* [Your goal] Copy out the data from the line with "Detect patterned blouse." up to and including the line with "127, 74, 150, 108", requests and all, and shift every answer coordinate up by 93. Leave the requests and their sample coordinates as they are.

* Begin Data section *

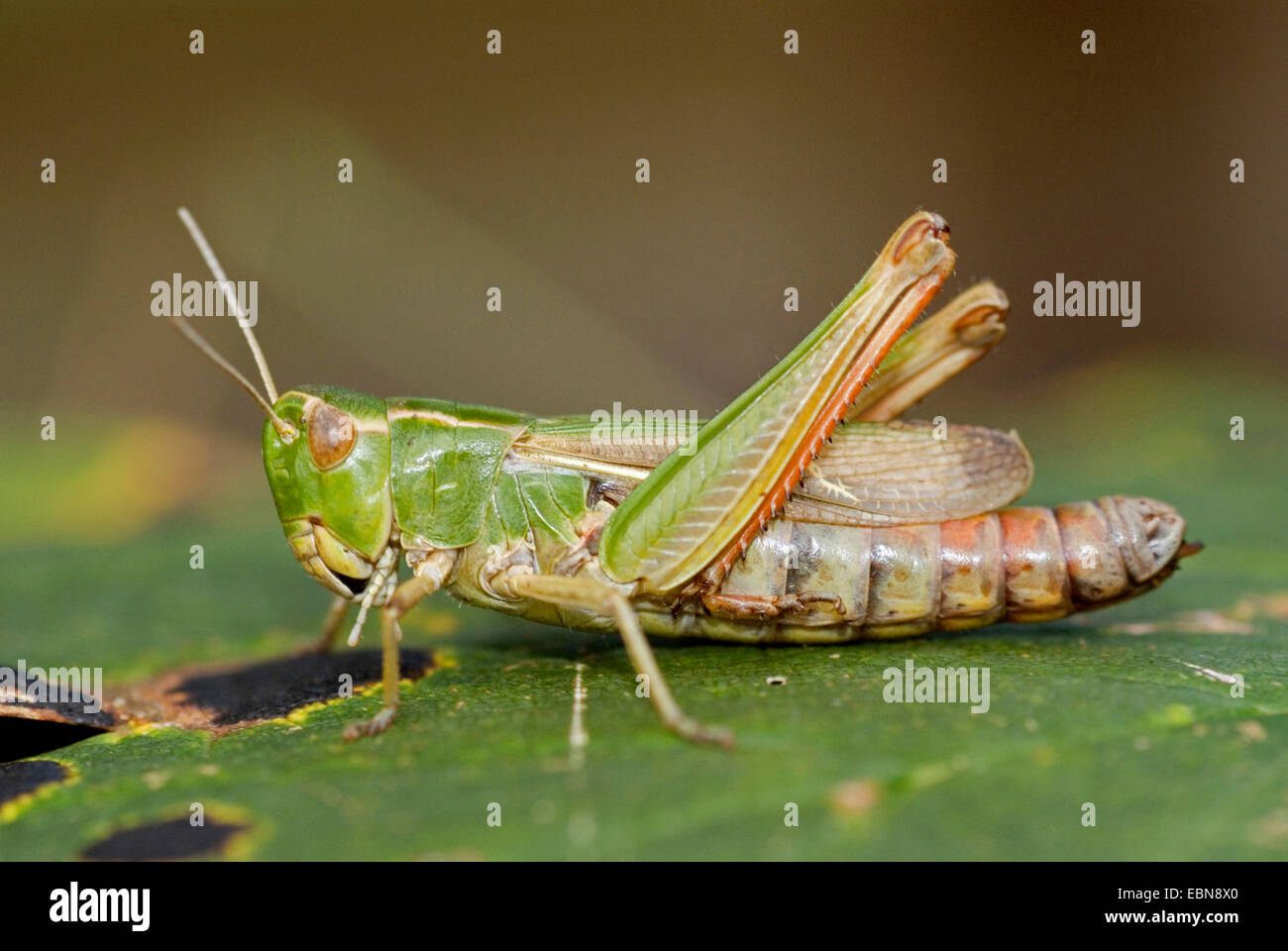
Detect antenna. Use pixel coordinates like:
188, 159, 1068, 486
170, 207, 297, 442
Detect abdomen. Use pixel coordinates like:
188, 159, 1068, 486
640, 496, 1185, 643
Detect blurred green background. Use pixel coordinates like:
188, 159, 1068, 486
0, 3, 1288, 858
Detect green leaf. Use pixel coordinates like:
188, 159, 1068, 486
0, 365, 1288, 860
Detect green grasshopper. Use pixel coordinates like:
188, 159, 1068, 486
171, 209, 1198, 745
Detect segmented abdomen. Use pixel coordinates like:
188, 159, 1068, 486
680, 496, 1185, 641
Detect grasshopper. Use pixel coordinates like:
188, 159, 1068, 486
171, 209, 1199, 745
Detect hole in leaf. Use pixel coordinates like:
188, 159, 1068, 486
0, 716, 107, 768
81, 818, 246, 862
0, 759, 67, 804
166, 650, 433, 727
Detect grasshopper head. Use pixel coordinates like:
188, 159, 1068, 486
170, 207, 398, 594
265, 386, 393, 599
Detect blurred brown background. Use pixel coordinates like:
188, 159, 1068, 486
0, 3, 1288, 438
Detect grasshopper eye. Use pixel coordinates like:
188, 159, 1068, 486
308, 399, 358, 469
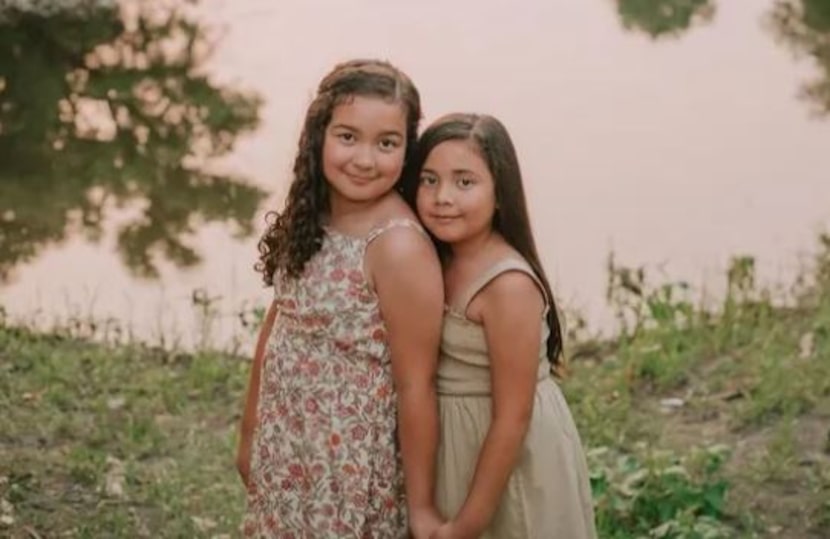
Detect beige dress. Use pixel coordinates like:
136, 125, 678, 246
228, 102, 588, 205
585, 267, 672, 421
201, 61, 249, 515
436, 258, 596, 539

* End Data section *
* Begin Data section *

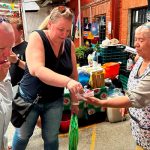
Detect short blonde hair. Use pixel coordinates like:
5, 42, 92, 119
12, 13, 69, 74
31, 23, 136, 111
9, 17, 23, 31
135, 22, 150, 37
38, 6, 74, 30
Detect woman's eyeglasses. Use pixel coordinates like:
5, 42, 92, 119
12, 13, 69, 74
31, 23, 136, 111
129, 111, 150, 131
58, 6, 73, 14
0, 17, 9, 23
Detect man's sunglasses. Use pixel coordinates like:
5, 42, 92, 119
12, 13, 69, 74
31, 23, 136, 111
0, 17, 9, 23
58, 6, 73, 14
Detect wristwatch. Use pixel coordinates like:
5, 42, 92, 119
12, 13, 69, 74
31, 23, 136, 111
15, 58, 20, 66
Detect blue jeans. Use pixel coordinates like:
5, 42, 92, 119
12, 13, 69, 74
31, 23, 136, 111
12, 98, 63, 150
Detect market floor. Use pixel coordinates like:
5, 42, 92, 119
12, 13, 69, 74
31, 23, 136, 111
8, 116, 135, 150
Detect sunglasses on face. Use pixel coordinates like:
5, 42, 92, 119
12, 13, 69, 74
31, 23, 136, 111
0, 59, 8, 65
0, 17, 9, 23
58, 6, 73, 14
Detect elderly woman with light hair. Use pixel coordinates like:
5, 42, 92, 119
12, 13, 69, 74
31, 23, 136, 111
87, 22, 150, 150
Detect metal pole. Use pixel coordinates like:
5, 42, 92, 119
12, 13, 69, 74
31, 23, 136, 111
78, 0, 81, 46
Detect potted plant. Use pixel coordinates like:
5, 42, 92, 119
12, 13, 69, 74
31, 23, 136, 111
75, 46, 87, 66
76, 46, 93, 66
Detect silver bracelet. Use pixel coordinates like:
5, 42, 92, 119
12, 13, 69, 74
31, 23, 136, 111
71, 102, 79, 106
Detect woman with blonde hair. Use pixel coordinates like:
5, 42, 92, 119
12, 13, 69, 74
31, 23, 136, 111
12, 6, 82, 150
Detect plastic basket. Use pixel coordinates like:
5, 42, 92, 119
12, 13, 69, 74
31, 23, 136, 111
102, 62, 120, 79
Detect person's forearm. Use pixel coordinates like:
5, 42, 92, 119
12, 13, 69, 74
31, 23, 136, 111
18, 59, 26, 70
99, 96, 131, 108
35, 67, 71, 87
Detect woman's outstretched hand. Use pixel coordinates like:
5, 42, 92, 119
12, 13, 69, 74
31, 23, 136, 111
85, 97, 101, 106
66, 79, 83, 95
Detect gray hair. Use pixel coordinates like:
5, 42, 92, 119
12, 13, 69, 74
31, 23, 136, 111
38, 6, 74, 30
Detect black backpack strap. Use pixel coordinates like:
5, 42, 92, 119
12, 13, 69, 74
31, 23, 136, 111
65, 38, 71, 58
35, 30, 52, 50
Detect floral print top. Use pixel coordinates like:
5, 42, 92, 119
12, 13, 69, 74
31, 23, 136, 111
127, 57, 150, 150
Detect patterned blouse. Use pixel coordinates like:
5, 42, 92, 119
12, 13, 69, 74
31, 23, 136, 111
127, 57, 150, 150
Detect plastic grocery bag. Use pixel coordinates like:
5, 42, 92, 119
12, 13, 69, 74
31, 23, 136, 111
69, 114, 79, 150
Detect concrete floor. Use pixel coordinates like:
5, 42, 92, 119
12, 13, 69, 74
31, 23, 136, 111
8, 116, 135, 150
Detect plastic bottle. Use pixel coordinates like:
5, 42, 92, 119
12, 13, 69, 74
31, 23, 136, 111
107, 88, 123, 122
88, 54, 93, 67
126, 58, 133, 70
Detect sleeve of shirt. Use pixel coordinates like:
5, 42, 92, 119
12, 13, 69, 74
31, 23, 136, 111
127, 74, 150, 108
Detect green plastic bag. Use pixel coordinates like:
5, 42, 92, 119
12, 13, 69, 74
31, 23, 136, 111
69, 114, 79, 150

* End Data section *

* [Complete answer]
Detect patterned blouse. Use pixel coordinates like:
5, 42, 92, 119
12, 13, 69, 74
31, 23, 136, 111
220, 150, 243, 243
Detect plastic grocery bag. Use pixel coordinates like:
5, 42, 92, 119
12, 13, 69, 74
31, 23, 136, 111
162, 207, 172, 243
Detect concrete floor. Use pixel coordinates like:
5, 42, 92, 119
12, 13, 69, 74
31, 23, 136, 111
101, 209, 228, 243
Detect plastic bottle. Use pixel coordinates like:
5, 42, 92, 119
12, 13, 69, 74
31, 23, 136, 111
200, 181, 216, 215
181, 147, 186, 160
219, 151, 226, 163
Detect sleeve of shirt. Use pixel coordinates like:
5, 42, 92, 119
12, 13, 69, 74
31, 23, 136, 111
220, 167, 243, 201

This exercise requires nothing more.